### QUOTED PASSAGE
»»

B2B sales don’t usually happen through conversation. Telepass wanted to change that, using an AI agent to guide prospects through their business offer on a landing page. I led the design end to end, from mapping the qualification flow to defining a visual language that made it clear this wasn’t just another chatbot.
Telepass Chatbiz: selling through conversation.
Client
Telepass
Year
2024
Type
UX/UI Design, Conversational AI
The challenge
Anyone can build a chatbot.
The real work was making sure users would never think that's what this was, through the flow that guided them and the visual language that surrounded them.
The process
Designing for unpredictability.
The project started with mapping the qualification flow: a guided conversation that routes users either to the AI agent or to customer support, based on who they are and what they need.
Getting that logic right was the foundation. Once the structure was solid, a different kind of problem emerged: the output is never the same twice, so the interface had to work as a frame, not a script.
That became the lens through which every decision was made.
Quick replies as guardrails.
Quick replies weren’t just a UX shortcut. They kept the conversation on track in the early steps, unlocking free input only once the user was properly qualified.
Beyond the landing page.
The same agent was integrated as a widget inside the subscription flow, to support users who dropped off because the process felt too complex. Same system, different context.
The interface
An AI that looks like one.
Every visual decision in this project had a job to do. Users needed to understand they weren’t talking to a standard chatbot, but to an AI agent that could genuinely hold a conversation.

««

### PROBLEMS TO WORK ON
1: In the Telepass Chatbiz case study, where else was the same AI agent placed besides the landing page?
2: Go on with the Telepass Chatbiz case study from the point where it stops.
The listing after this has nothing to do with the Telepass Chatbiz case study.

### DATASET ENTRIES
»»

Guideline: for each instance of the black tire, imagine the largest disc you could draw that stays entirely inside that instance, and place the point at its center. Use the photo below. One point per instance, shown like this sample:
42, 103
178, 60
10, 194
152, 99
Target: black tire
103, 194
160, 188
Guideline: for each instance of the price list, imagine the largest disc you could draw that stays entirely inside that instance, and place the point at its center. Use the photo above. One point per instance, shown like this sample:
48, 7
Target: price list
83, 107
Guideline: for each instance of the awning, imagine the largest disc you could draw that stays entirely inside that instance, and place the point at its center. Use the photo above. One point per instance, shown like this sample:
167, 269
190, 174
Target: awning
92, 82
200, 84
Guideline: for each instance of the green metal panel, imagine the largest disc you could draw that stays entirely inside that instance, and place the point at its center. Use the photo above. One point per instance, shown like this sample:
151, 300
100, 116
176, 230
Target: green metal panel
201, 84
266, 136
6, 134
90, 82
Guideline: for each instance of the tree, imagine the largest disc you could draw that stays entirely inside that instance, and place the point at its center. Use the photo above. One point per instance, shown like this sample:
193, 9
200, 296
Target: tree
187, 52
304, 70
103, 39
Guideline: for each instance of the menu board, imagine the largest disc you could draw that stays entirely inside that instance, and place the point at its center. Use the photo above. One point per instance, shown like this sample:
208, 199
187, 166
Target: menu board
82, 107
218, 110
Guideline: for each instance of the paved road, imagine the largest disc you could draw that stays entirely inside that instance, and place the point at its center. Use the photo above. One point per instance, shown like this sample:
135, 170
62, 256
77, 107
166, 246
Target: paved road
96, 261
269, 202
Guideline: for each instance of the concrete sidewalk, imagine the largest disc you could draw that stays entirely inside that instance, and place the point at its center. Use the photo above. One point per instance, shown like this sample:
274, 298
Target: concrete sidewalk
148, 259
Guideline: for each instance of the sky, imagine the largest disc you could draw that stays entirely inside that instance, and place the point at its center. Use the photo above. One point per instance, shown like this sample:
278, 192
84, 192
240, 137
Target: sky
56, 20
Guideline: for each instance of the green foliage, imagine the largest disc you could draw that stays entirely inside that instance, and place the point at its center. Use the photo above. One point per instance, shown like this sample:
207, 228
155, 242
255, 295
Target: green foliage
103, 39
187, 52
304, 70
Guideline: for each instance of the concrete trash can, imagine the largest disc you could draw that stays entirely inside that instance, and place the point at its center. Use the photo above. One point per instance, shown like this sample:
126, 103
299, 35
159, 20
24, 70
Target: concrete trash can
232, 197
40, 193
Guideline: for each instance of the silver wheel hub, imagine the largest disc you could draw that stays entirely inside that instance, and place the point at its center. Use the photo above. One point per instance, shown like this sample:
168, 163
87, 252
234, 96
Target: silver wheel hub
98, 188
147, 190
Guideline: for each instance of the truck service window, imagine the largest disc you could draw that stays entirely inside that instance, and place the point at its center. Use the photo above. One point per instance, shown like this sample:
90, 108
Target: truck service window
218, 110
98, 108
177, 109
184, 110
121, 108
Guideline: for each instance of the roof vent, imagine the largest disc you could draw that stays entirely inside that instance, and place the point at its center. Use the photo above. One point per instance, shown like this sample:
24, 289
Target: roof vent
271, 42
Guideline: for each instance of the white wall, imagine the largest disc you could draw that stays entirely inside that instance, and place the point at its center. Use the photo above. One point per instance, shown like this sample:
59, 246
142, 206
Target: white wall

««

### ANSWERS TO THE EXERCISE
1: It was placed as a widget inside the subscription flow.

2:
The benchmark showed that most AI interfaces rely on the same visual language: sparkle icons, static gradients.
Animated gradients felt like the right call, on the background and on the agent’s output, because they tap into a visual vocabulary users already associate with AI, making the experience feel immediately familiar and credible.
Key features.
01
Animation with a purpose.
The gradient wasn’t just a background. Applied directly to the agent’s output, it tapped into a visual vocabulary users already associate with AI, signaling that something was being produced in real time. A subtle cue, but one that changes how users perceive what they’re talking to.
02
Giving the agent an identity.
Giving the agent a visual identity was a way to make it feel like something you’re actually talking to, not just a text box with a send button. The mascotte brought a personality to the interface, turning an abstract product into something with a presence.
03
Light and dark mode.
The interface was designed in both light and dark mode, not as a technical requirement but as a product decision. A B2B tool gets used in different contexts and conditions. Supporting both modes was a way to make the experience feel complete and considered.